Text for analysis

* * *

WAS it a comedy? A tragedy? A hit? Or was the show cancelled?

We are not talking about the latest effort from Hollywood, but your last sales presentation.

There are three ways to evaluate the success of any sales presentation. Let's continue for a moment with our movie example.

Before the script finds its way to your local movie theatre, there have been hours of planning and organisation, preparation and execution and the actual filming.

In every profession, whether it is a doctor preparing for surgery, a builder building a house or a parent planning the next meal, there is always some degree of planning, preparation and then execution. The success of the outcome or finished product depends on the effectiveness of all three.

The sales process is no exception. The planning or organising is the research, investigation and general information gathering stage. The organisation is deciding the strategy for the call, not planning the information that will be delivered, but the sequence of events.

The execution is what you say and do once you are with your prospect. The focus of this article is on the execution.

Have you ever had a prospect say to you: "You have 15 minutes to convince me that I should give you any more of my valuable time."

Even if they don't say it, you can bet they are thinking it.

Let's assume that you have what you believe is a good prospect, and you are now in the prospect's office ready to begin.

It's show time

The goals or objectives of the first 15 minutes are:

* To build a positive rapport;

* To establish an atmosphere of trust and respect;

* To gain control of the sales process;

* To fill in the gaps of specific prospect information that you have not learned up to this point;

* To confirm the accuracy of previous information gained;

* To uncover prospect prejudices, needs, desires, attitudes, opinions, problems and potential resistance;

* To discover the dominant emotional buying motive;

* To determine the urgency and their willingness to proceed now;

* To determine whether you are in the presence of the decision maker or to discover who the additional people are who should be involved; and

* To sell them on the need for additional time to deliver the balance of your presentation.

In addition, remember these three rules:

* Never cover price until you have had an opportunity to build value. Price will always seem high, if value is perceived as low.

* * *

Record extracts
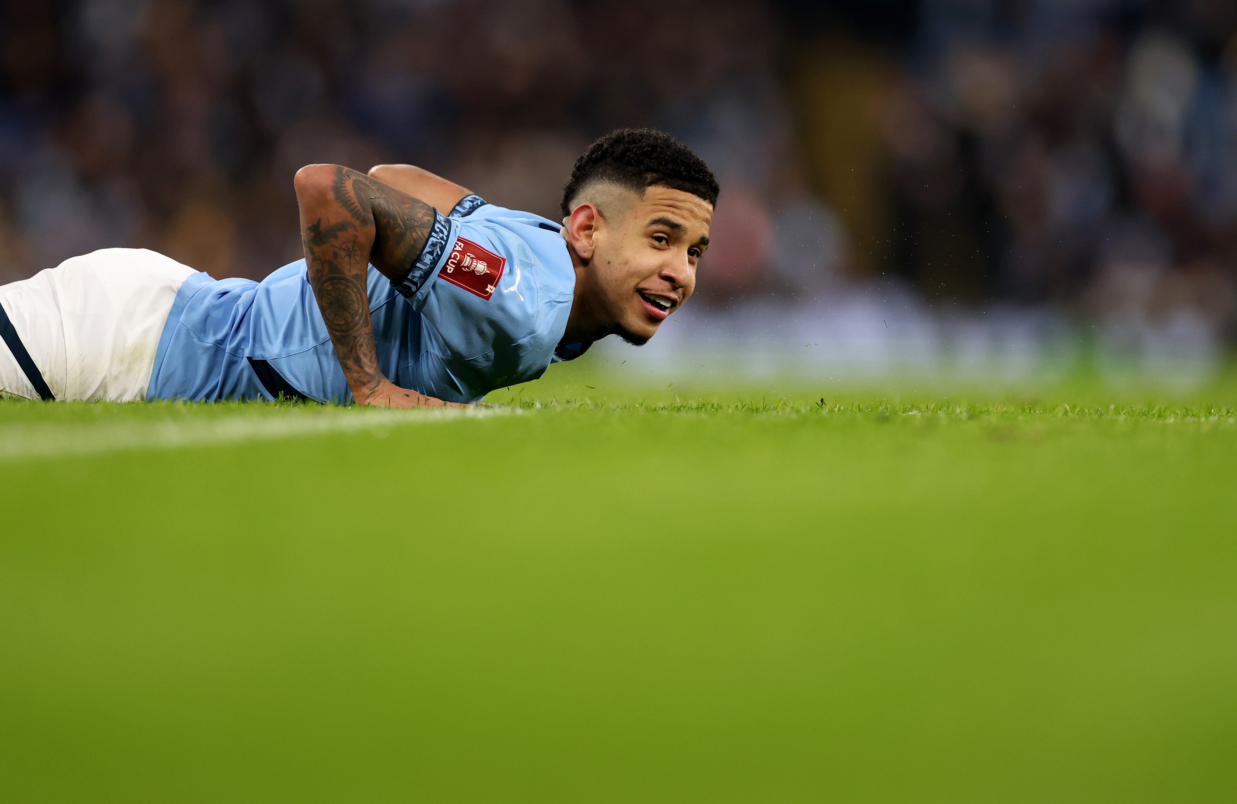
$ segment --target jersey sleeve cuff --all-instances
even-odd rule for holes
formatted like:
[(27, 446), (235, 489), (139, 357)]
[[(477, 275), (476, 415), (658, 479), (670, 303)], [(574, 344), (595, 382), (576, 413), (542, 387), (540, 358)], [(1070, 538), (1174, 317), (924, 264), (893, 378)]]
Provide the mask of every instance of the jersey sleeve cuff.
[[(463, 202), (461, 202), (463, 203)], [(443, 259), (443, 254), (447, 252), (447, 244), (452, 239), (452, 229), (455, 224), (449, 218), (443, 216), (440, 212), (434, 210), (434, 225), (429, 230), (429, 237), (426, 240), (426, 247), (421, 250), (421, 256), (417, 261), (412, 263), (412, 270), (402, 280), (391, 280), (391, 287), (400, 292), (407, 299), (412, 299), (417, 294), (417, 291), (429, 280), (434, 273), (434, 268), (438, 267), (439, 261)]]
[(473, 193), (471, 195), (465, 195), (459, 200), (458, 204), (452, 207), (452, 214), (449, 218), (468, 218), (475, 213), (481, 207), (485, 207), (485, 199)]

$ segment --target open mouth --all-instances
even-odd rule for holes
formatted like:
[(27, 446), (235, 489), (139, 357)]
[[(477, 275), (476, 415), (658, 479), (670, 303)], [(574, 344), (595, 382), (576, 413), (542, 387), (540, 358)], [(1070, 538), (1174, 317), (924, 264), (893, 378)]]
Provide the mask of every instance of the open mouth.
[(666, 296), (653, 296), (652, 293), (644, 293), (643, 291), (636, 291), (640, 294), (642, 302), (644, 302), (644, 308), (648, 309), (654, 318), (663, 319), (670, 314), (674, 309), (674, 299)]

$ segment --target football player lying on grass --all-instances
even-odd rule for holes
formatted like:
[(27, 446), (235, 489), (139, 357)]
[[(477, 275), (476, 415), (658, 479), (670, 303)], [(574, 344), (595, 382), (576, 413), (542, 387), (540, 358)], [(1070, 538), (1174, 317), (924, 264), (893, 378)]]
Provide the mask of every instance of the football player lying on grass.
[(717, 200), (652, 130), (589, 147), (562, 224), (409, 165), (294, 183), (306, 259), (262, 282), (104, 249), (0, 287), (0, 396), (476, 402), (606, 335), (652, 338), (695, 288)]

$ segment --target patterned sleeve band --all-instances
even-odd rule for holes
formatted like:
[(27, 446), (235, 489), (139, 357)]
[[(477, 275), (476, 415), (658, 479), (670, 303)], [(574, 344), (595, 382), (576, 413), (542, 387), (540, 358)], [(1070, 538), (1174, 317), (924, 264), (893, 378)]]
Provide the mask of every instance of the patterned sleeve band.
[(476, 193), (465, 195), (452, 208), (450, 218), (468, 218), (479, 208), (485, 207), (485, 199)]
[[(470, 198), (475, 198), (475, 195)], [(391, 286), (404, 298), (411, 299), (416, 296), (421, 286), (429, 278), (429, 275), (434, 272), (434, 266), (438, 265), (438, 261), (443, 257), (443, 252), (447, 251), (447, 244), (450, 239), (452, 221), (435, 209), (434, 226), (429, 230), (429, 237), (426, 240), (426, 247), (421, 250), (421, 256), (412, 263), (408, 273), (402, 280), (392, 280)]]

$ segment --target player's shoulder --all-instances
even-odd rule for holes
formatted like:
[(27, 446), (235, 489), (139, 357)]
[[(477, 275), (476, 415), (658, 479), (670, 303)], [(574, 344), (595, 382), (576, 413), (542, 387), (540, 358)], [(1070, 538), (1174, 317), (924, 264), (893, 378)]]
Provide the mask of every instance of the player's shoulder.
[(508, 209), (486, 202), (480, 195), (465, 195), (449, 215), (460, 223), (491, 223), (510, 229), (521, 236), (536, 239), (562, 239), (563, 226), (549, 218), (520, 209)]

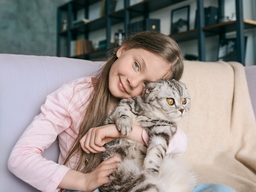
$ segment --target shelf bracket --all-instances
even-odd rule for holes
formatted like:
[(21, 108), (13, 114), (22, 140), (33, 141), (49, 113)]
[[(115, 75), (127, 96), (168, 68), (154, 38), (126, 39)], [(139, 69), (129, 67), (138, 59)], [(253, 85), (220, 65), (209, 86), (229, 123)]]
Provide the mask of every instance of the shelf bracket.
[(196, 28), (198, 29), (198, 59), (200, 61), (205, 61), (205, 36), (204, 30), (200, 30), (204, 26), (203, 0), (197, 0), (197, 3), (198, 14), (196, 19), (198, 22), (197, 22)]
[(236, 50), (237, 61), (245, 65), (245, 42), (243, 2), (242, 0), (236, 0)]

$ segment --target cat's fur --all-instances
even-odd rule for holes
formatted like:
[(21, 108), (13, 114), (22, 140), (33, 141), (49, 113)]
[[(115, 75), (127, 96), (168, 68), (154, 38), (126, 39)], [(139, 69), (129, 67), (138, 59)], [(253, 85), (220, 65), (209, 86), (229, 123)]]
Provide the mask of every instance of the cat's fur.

* * *

What needs to be done
Continue the article on the first 15 minutes of a sales presentation, starting right after its last sentence.

Expected output
* I would rather leave early in the process with a no, than go through the entire process and get a maybe. With a no, I know where I stand. With a maybe, I have only false hope.

* Timing is everything in selling. Remember, people buy when they are ready to buy, not when you need to sell. Attempting to force a prospect to buy when you need to sell is what we commonly call "the hard sell".

Back to the presentation

Your opening question and your follow-up questions will determine how much more time your prospect will allow you.

Ask poor questions, and you'll be out of there very soon. Ask good questions and you can stay as long as you need to determine whether you have a prospect that is worth more of your time.

The critical thing to remember is that you are not selling your product or service at this early stage. You are earning the right to take more of your prospect's time later.

Let's relate this entire scenario to that of visiting your doctor for stomach problems. If he prescribed a treatment right after you informed him of your symptoms, I doubt if you would take his advice seriously.

If he checked your patient history, examined you or required additional tests and only gave his diagnosis after he was sure of the big picture, you would be more receptive to the prescribed treatment.

What if the doctor spent the entire time telling you about his education, experience, successes and personal philosophies? You would probably look for another doctor!

Similarly, talking about your sales success is not why you are in the prospect's office. You are there to get information, not give it. There will be time for that in the second segment of the sales process.

The first 15 minutes are like building the foundation of a house. Get the foundation right and the rest of the construction will be successful.